* _Assignment_:
The whole listing below is to be repeated without alteration.

* _Material supplied_:

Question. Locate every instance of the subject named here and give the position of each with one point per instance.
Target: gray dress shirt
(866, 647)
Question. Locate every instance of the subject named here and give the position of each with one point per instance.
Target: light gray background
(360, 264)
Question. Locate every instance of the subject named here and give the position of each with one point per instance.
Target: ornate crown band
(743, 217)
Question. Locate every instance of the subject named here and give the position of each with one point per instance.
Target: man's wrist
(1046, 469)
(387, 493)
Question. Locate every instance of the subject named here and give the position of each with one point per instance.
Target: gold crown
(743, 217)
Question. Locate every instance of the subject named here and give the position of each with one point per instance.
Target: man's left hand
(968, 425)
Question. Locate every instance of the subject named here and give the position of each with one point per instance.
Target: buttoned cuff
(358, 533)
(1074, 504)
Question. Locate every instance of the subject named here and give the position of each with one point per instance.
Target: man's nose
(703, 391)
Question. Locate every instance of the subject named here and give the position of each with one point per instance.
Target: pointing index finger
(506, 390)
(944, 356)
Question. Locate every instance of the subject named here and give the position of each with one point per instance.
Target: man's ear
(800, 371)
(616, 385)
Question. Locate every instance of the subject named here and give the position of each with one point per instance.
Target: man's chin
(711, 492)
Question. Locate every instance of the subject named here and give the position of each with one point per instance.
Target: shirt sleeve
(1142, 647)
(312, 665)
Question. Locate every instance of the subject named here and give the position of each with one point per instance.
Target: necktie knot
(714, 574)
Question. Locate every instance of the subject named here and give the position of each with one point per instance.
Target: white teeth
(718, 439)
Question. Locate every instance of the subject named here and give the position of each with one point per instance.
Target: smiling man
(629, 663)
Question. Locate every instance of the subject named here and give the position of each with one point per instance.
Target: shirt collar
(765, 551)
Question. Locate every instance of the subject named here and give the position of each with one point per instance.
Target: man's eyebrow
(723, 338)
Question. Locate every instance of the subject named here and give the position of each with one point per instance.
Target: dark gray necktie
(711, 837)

* _Solution to this exercise_:
Question. Locate every instance of the subject named here and give the position of each with one point per instance.
Target: gray dress shirt
(866, 647)
Question. Locate every instance of the subject named here and give the position of each with one point per instance.
Target: light gray background
(360, 264)
Question. Locate every instance of the subject named here and give the position of each with one point per instance.
Target: ornate crown band
(743, 217)
Question. Locate every instance of the subject named here and give the position of each with one point per instance.
Target: man's wrist
(1046, 469)
(387, 493)
Question. Locate every instance of the subject named here and give the position of each with one point per instance.
Target: gold crown
(743, 217)
Question. Locate every instance of the subject named here and give the position of each with one point per instance.
Target: man's left hand
(968, 425)
Question. Locate every instance of the subject named here and give the position of each with one point per instance.
Target: buttoned cuff
(358, 533)
(1074, 504)
Question. Locate every instance of the subject named here and give the position of each with one point per instance.
Target: man's nose
(703, 391)
Question. Locate every instance of the subject named here and give the position of each with one point per instance.
Target: pointing index finger
(506, 390)
(944, 356)
Question. Locate every instance of the subject named here and give the position of each with one point per instance.
Target: man's ear
(800, 371)
(616, 385)
Question. Locate every instance of the subject named here and give the position of each with one point per instance.
Target: man's chin
(711, 492)
Question. Locate every instance of the subject named here and give the position of each with one point per instance.
Target: shirt sleeve
(1142, 647)
(312, 665)
Question. Locate every instance of the subject named here and give the position of each with one point per instance.
Target: necktie knot
(714, 574)
Question. Locate every instance of the subject named here and give the position of each with one point per instance.
Target: white teeth
(718, 439)
Question. Locate every instance of the subject named here and give the position of each with one point per instance.
Target: smiling man
(629, 663)
Question. Locate every instance of the subject named here and give the position of each with one point per instance.
Target: shirt collar
(765, 551)
Question. Locate every instance of the subject named here and give the position of each with one point per instance.
Target: man's eyebrow
(723, 338)
Question. Locate every instance of the subject named here and give the position of each with one point per instance.
Target: dark gray necktie
(711, 837)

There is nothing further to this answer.